Source text below:
PROVIDENCE, RI–The American Civil Liberties Union of Rhode Island today urged police departments across the state not to purchase Taser “”stun guns,”” a controversial electroshock weapon that many U.S. law enforcement agencies, including four in Rhode Island, have begun adding to their arsenal.

“”Recent reports from several sources have both challenged the guns’ safety and noted that they may be prone to gratuitous use,”” said ACLU of Rhode Island Executive Director Steven Brown. “”Until the many questions that have been raised about Taser guns have been satisfactorily answered, Rhode Island police departments should not jump to join other agencies in the purchase of this weapon.””

The Taser gun, which can shoot 50,000 volts of electricity through a person’s body to cause temporary paralysis, is marketed as a “”non-lethal”” alternative to handguns. However, the ACLU said that Tasers appear to be commonly used against unarmed persons or in other situations where deadly force is not authorized.

Taser International, the Arizona-based company that manufactures the weapon, claims that the guns have never caused a fatality. However, national news reports have begun to question that claim. The New York Times recently reported that six people died in June after being shot by Tasers. Similarly, a study of Taser-related deaths conducted by the Arizona Republic found that in several cases, medical examiners’ reports listed Taser shocks as a contributing cause of death. However, because none of the reports ruled that the Taser guns were solely responsible for the deaths, Taser International continues to market its product to police departments as a safe weapon. Despite the controversy, no government study has been conducted to evaluate the Taser’s safety or its effect on victims.

“”Because the Taser gun is believed to have no lasting effects, some data suggest that officers are more willing to deploy it against suspects who are not armed, are questionably threatening, or are already restrained,”” Brown said.

A study conducted by the sheriff’s office in Orange County, Florida found a 58 percent increase in the use of force since Tasers were adopted there. Taser International has said that 85 percent of shock recipients are not armed.

The ACLU also said evidence shows that drug and alcohol use may make a subject more prone to electroshock injury – or death – from the Taser. This is problematic because the Taser is often used to subdue intoxicated people.

According to published reports, the Newport, Woonsocket, Bristol and North Providence police forces already use the weapons. In July, the Providence Police Department became the latest Rhode Island force to purchase Taser guns, although only designated officers are being given access to them.
End of Source text.
What is being asked: From the text on Taser stun guns, extract the passage starting at "Taser International, the" and ending at "effect on victims.". The data that follows is unrelated to the text on Taser stun guns.
Available data below:
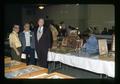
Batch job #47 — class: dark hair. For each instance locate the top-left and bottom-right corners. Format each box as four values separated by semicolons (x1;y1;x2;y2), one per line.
37;17;45;21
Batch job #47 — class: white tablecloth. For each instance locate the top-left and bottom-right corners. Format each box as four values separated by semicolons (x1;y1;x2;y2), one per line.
48;52;115;77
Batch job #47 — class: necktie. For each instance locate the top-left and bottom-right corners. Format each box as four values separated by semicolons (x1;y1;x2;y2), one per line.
37;28;42;41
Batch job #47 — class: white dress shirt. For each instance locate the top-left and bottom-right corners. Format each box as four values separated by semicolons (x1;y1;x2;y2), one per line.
24;31;31;46
37;26;43;41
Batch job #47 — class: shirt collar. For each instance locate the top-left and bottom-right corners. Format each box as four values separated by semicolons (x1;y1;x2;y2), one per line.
23;30;31;33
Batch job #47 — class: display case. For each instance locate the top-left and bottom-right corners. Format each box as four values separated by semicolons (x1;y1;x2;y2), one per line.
4;56;11;63
4;60;26;73
5;65;48;79
44;72;74;79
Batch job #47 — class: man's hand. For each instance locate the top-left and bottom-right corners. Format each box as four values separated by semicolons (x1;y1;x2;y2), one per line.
16;51;20;56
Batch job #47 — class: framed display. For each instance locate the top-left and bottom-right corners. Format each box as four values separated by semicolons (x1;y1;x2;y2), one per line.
4;60;26;73
4;56;11;63
112;35;115;51
98;39;108;55
5;65;48;79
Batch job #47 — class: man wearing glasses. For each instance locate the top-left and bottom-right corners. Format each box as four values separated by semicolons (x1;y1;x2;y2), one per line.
20;23;35;65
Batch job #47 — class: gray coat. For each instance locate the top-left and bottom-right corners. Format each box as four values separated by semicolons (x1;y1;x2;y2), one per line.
19;31;35;51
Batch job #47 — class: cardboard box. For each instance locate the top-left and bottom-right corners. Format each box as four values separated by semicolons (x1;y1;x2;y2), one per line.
4;60;26;73
44;72;74;79
5;65;48;79
4;56;11;63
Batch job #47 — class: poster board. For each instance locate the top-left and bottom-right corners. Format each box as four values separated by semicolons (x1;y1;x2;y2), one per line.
5;65;48;79
98;39;108;56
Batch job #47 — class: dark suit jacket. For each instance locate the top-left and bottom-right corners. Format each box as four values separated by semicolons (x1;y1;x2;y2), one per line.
19;31;35;51
34;27;51;51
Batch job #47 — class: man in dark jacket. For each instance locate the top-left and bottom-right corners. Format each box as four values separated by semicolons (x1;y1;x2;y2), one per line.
20;23;35;65
34;18;51;68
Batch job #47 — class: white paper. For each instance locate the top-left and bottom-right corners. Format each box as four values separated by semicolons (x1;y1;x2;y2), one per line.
21;53;26;59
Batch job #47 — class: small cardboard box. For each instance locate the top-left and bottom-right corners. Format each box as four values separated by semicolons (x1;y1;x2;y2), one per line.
4;56;11;63
5;60;26;73
44;72;74;79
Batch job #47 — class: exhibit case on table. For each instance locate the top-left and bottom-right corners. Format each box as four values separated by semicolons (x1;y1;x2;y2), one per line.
5;65;48;79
End of Available data.
Response box:
Taser International, the Arizona-based company that manufactures the weapon, claims that the guns have never caused a fatality. However, national news reports have begun to question that claim. The New York Times recently reported that six people died in June after being shot by Tasers. Similarly, a study of Taser-related deaths conducted by the Arizona Republic found that in several cases, medical examiners’ reports listed Taser shocks as a contributing cause of death. However, because none of the reports ruled that the Taser guns were solely responsible for the deaths, Taser International continues to market its product to police departments as a safe weapon. Despite the controversy, no government study has been conducted to evaluate the Taser’s safety or its effect on victims.